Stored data

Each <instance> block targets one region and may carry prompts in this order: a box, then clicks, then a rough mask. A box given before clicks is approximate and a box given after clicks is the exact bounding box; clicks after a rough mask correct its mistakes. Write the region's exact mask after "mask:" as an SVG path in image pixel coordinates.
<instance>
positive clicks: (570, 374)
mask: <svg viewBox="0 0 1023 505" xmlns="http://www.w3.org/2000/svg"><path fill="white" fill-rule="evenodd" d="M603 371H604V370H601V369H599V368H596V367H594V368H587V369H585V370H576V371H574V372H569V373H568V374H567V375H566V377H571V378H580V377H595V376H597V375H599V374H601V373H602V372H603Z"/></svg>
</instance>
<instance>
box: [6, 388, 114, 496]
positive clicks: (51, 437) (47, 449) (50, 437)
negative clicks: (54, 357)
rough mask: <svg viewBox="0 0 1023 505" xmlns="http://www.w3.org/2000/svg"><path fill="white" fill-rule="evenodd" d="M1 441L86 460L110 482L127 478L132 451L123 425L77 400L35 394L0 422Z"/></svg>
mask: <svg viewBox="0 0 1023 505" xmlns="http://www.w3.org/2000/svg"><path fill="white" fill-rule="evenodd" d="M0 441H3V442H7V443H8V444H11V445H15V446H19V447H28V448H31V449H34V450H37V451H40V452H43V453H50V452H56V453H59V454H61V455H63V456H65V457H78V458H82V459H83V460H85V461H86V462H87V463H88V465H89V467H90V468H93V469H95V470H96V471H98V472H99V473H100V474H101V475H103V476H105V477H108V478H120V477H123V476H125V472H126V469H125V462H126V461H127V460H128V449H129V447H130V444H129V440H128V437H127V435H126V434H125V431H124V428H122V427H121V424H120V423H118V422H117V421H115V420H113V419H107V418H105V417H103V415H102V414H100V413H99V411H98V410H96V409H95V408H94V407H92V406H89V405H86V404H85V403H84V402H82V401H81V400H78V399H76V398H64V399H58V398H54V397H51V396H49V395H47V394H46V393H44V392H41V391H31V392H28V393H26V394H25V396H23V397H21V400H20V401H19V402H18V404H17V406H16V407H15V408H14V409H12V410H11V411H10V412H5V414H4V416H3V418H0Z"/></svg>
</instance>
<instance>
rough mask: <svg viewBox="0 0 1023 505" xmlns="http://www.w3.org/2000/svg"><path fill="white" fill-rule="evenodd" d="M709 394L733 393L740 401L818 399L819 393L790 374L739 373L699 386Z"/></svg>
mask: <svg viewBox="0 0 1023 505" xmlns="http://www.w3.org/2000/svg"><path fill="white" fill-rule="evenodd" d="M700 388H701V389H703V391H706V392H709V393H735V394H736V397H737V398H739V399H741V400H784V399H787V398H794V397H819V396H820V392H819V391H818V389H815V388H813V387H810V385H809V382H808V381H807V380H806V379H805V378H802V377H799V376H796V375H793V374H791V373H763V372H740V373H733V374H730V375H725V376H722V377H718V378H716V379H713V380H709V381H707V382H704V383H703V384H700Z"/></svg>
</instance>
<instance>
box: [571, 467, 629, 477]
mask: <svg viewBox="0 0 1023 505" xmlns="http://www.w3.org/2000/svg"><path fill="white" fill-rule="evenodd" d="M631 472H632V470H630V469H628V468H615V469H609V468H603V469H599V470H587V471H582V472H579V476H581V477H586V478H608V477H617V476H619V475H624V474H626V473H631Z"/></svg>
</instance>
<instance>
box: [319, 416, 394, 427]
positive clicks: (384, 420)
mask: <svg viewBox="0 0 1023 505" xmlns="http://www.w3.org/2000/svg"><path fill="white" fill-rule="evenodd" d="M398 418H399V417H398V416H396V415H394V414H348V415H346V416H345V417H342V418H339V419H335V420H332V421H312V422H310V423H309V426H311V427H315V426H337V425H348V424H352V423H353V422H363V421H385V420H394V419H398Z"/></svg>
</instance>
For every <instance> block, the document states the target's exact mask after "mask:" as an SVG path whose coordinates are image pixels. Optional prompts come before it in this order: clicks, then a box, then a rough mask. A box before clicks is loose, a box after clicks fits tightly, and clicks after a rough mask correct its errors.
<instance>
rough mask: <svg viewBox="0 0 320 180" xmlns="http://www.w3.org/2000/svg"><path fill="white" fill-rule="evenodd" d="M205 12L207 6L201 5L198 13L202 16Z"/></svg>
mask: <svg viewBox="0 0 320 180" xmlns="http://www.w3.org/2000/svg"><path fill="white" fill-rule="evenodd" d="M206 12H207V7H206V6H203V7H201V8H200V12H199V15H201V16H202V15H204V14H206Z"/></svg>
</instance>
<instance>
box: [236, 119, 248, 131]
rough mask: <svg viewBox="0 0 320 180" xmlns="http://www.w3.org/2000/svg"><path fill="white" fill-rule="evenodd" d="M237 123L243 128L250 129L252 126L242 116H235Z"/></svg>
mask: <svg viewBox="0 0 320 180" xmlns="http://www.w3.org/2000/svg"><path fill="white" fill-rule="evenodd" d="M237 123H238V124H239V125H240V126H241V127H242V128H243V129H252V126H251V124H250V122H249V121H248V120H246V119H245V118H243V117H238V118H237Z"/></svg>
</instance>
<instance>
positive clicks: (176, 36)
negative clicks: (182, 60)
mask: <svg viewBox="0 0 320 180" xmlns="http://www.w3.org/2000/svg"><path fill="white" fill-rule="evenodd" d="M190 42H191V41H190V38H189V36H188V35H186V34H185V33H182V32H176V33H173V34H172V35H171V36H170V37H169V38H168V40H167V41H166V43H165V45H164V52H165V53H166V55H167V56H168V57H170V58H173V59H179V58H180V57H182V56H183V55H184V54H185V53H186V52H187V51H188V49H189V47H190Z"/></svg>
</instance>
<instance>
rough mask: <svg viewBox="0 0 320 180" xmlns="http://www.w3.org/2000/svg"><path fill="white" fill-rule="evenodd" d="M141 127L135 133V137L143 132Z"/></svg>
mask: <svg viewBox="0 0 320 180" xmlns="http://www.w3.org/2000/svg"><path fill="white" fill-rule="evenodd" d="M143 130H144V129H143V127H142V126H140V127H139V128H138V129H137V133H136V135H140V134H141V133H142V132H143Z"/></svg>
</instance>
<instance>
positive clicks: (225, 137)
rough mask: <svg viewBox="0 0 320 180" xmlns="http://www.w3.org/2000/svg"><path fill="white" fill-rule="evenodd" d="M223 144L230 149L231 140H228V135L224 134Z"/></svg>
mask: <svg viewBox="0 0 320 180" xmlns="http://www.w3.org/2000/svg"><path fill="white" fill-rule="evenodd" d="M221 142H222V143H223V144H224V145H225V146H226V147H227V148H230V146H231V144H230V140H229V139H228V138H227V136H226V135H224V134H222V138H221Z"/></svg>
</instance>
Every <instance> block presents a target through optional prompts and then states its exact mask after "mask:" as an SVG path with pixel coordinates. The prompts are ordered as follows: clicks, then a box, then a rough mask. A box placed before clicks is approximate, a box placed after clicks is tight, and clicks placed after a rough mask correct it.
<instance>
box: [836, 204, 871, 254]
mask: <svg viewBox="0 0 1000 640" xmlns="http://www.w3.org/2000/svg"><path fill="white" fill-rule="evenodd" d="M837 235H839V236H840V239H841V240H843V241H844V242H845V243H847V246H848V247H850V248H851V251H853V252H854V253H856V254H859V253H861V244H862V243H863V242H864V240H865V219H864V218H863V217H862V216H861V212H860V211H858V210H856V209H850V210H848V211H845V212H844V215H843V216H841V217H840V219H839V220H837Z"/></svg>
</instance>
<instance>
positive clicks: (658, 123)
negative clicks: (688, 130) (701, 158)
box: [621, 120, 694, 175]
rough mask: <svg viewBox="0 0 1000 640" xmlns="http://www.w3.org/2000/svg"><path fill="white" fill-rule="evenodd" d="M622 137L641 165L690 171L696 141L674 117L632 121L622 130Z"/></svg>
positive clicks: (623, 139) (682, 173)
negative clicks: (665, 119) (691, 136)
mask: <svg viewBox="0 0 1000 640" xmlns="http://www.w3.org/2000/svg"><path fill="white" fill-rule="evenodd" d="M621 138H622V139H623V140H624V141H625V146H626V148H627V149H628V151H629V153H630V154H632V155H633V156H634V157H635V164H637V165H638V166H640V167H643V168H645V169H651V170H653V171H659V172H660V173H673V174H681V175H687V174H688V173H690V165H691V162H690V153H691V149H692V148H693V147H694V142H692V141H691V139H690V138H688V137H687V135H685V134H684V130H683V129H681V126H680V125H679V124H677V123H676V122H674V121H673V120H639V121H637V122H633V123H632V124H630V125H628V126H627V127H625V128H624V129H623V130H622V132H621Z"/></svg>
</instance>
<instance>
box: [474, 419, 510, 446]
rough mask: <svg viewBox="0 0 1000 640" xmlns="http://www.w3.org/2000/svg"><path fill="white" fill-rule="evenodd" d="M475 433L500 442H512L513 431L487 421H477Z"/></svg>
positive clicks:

(ASSIGNED TASK):
How many lines in the material above contain the word "states"? Reply with the number alone.

(ANSWER BOX):
2